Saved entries
* * * * * * * * *
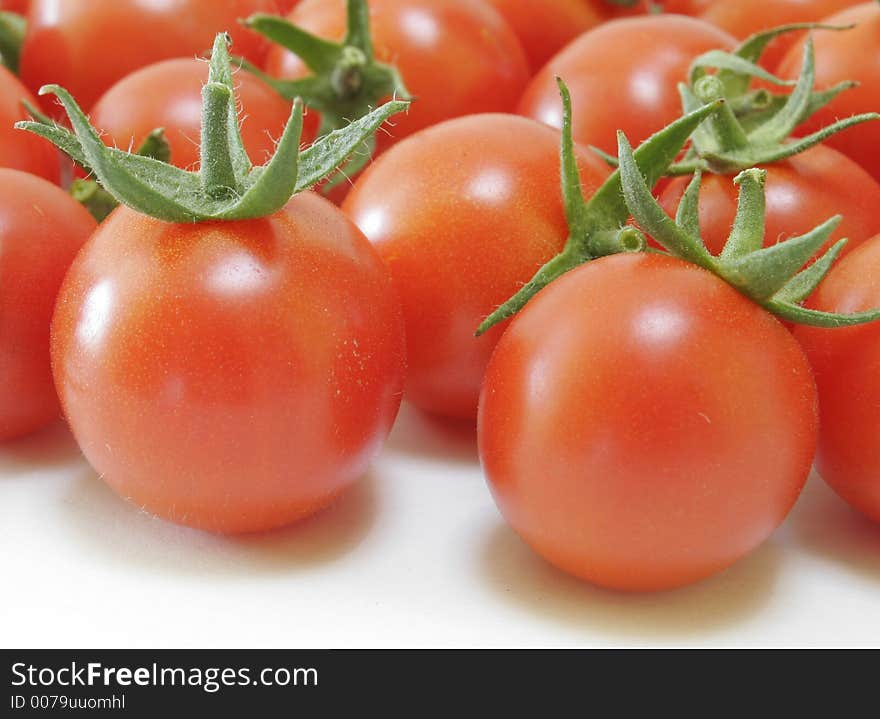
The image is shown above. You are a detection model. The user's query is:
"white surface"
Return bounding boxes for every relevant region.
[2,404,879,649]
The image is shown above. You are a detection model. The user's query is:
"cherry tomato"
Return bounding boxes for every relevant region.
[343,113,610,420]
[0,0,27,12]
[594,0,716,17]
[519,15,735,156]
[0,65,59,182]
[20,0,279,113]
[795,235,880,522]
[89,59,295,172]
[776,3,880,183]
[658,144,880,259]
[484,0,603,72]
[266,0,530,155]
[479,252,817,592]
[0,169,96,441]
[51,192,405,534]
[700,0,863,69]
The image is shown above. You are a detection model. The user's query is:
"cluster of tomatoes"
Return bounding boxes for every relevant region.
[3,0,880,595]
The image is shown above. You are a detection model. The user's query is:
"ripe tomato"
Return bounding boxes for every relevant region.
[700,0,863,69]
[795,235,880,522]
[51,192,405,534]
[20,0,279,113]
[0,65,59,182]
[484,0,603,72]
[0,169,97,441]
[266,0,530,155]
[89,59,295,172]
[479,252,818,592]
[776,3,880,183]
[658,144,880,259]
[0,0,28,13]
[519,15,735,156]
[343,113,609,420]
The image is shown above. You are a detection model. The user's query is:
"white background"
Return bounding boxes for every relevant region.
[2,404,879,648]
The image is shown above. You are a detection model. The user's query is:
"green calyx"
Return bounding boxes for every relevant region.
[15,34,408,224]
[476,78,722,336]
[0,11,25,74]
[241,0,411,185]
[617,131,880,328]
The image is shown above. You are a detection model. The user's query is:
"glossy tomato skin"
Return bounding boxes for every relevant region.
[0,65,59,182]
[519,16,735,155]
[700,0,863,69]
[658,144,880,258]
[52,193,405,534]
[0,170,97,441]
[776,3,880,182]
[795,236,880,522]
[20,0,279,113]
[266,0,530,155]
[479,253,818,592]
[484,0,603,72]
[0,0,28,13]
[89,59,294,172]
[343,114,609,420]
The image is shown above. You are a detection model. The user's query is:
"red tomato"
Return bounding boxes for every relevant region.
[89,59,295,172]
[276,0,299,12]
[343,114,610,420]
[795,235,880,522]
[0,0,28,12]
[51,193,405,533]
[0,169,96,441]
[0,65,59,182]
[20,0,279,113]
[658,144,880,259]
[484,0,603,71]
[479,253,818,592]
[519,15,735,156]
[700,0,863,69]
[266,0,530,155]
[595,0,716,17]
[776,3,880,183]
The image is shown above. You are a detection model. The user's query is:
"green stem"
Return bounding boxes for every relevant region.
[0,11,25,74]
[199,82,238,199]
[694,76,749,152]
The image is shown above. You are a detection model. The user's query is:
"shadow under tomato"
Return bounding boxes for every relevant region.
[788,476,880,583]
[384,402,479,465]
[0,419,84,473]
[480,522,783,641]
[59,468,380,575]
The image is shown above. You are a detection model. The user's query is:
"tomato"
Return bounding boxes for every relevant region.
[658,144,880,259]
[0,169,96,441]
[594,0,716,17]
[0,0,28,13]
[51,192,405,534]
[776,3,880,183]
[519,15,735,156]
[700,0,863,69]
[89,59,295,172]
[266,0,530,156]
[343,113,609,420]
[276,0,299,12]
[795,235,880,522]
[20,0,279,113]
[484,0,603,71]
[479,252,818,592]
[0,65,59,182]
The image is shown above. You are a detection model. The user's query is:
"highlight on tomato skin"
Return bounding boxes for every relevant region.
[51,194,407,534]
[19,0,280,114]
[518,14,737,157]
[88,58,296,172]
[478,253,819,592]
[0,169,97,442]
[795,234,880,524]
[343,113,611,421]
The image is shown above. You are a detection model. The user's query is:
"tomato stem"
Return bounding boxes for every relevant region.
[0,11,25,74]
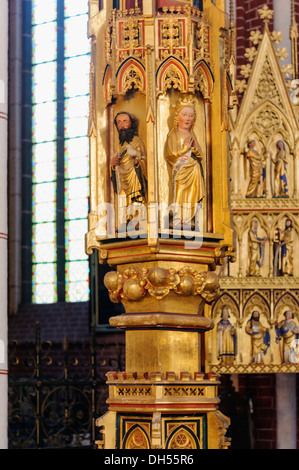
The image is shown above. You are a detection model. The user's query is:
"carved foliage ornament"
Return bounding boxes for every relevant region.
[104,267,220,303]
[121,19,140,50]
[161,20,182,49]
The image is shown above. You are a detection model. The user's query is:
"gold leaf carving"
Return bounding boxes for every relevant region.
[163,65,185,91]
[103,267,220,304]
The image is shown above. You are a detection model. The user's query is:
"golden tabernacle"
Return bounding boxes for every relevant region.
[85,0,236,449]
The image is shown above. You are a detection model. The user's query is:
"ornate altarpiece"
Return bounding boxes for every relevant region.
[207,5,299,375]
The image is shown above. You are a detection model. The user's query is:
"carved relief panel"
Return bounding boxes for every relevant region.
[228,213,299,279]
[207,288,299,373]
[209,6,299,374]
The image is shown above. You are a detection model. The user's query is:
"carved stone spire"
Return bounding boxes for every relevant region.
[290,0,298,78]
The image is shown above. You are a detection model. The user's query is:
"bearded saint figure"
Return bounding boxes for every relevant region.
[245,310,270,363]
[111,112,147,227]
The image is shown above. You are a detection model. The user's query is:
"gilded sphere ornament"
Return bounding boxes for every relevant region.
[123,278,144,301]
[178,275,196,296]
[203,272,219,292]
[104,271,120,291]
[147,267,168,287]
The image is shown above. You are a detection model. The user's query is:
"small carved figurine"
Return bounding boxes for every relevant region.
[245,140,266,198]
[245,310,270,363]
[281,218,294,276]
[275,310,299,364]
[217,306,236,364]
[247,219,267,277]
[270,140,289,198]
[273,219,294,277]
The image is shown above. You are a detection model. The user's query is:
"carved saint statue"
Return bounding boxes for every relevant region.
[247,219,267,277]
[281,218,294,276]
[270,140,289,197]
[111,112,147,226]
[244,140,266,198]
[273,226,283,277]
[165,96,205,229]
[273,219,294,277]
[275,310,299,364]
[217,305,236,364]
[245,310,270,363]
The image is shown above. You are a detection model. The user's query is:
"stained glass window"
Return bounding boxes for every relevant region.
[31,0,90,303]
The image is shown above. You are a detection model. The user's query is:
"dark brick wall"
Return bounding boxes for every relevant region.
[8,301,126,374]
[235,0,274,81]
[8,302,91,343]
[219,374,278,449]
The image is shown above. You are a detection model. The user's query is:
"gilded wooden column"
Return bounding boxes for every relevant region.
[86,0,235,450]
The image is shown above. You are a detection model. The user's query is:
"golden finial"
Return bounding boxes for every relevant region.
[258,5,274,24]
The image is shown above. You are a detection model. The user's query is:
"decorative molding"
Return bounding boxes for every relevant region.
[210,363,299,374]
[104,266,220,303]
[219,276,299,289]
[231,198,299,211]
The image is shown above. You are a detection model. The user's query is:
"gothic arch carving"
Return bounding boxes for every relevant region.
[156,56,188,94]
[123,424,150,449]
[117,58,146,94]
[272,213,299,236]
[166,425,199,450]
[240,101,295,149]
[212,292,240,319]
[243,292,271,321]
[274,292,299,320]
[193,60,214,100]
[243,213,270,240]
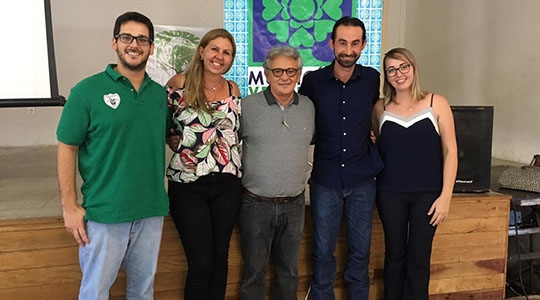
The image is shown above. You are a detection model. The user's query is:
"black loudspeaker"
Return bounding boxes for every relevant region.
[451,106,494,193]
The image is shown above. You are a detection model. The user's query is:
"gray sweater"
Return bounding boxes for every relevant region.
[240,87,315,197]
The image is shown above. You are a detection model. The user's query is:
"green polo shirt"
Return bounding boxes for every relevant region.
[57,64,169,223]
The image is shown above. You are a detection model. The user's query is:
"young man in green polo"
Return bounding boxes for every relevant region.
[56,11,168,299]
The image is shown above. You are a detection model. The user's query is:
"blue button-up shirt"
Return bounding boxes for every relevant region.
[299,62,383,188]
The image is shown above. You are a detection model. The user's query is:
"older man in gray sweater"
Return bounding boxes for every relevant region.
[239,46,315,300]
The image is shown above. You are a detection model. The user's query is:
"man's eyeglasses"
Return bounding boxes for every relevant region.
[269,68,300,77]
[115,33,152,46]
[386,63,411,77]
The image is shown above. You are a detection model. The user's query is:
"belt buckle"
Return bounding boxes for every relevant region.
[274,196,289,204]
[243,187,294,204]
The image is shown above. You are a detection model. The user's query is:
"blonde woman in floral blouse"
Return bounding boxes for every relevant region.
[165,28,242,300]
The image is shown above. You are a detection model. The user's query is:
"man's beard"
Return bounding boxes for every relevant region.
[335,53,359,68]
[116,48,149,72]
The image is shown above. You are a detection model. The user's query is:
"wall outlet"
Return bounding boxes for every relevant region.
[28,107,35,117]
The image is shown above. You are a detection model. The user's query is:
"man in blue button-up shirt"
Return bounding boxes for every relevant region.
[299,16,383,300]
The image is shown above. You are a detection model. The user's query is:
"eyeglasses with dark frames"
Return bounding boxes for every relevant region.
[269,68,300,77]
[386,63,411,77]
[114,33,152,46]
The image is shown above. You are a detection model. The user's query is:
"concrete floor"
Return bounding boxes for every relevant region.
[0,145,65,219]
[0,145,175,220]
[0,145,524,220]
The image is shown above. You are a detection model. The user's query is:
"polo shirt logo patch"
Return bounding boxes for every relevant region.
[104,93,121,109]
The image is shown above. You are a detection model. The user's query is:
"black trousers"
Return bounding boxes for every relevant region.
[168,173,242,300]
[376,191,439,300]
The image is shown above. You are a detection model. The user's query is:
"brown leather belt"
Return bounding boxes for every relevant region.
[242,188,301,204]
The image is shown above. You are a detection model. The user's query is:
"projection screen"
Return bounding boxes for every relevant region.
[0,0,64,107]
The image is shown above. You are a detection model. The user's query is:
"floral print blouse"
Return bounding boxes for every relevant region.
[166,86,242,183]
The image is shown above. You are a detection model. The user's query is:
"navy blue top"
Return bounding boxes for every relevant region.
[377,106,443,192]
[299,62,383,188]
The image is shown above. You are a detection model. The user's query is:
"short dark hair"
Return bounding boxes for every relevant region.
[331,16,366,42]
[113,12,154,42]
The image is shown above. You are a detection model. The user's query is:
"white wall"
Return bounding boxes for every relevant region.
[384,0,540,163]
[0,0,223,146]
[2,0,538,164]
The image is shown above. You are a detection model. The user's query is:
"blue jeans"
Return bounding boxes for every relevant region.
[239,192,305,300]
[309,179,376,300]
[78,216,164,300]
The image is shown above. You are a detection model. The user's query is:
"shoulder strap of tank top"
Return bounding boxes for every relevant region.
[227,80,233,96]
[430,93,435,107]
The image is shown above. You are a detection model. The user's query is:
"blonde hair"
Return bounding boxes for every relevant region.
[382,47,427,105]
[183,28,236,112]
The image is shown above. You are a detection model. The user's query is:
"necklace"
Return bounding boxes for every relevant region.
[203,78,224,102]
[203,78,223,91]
* * * * * * * * *
- [Exercise description]: Above are the records. Identify each line that contains the word "gray".

- [Task response]:
"gray sweater"
"older man in gray sweater"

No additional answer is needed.